WORK INSTRUCTION: Go through the records and write each one out again exactly.

== Segment start ==

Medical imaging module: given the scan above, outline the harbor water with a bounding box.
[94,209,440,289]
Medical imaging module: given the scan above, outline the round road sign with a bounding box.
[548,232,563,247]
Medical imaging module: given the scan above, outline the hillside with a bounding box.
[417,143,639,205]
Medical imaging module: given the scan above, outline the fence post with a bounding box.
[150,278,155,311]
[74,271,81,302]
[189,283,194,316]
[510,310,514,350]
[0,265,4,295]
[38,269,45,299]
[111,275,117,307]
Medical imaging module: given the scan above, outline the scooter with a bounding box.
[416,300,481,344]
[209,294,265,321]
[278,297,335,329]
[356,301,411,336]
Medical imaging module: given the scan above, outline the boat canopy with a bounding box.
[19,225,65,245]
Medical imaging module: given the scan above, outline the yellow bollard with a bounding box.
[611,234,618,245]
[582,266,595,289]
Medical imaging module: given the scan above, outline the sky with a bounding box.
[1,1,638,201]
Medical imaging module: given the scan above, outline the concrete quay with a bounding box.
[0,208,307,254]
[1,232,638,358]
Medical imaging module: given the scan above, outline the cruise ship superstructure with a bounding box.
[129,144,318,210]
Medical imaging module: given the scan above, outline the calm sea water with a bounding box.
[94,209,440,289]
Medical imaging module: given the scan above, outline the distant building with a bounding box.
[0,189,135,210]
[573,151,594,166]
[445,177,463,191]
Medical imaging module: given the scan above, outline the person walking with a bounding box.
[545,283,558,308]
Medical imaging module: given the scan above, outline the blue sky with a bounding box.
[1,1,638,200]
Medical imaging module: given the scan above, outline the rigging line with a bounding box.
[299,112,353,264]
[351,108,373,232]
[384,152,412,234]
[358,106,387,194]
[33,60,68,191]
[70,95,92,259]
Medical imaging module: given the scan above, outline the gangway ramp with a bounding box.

== Segment end ==

RESULT OF THIS TASK:
Medical imaging module: given the scan above, outline the harbor water with a bounding box.
[94,209,440,289]
Medical imaging module: given the scan above, outline the round road sign with a bounding box.
[548,232,563,247]
Medical imaging module: given the scan above, outline the hillside with a bounding box.
[417,143,639,205]
Medical imaging module: given the scan above, outline the fence post with a bounding box.
[150,278,155,311]
[74,271,81,302]
[189,283,194,316]
[510,310,514,350]
[0,265,4,295]
[38,269,45,299]
[111,275,117,307]
Medical imaging module: given the scan above, outline the scooter with a bounding box.
[416,300,481,344]
[209,294,265,321]
[278,297,335,329]
[356,301,411,336]
Medical imaging module: given the scan above, outline the boat canopy with a bounding box.
[19,225,65,245]
Medical imaging module: given the scan above, outline the yellow bollard with a bounding box.
[611,234,618,245]
[582,266,595,289]
Medical imaging module: given the scan above, outline the sky with a bounding box.
[1,1,638,201]
Medical imaging module: given the scan above, outline the concrete quay with a bounding box.
[0,208,307,254]
[1,232,638,358]
Medical imaging module: given the scan above, outline the cruise ship superstructure with a bounding box.
[129,144,318,210]
Medical imaging module: given the scan above, outline the calm sea water with a bounding box.
[94,209,440,289]
Medical imaging module: given the scan above, outline the distant building with a bounding box.
[0,189,135,210]
[573,151,594,166]
[445,177,463,191]
Medical imaging module: given the scan above, outline the person walking with a bounding box.
[545,283,558,308]
Medical imaging module: given the scan above, outline the blue sky with a bounding box.
[1,1,638,200]
Medical imaging module: given the scan above, outline the rigging line with a bounding box.
[299,112,353,264]
[351,108,373,232]
[384,152,412,234]
[358,106,387,194]
[33,60,68,191]
[70,95,92,259]
Medical imaging module: given the scan above, outline the gangway ramp with a bounding box.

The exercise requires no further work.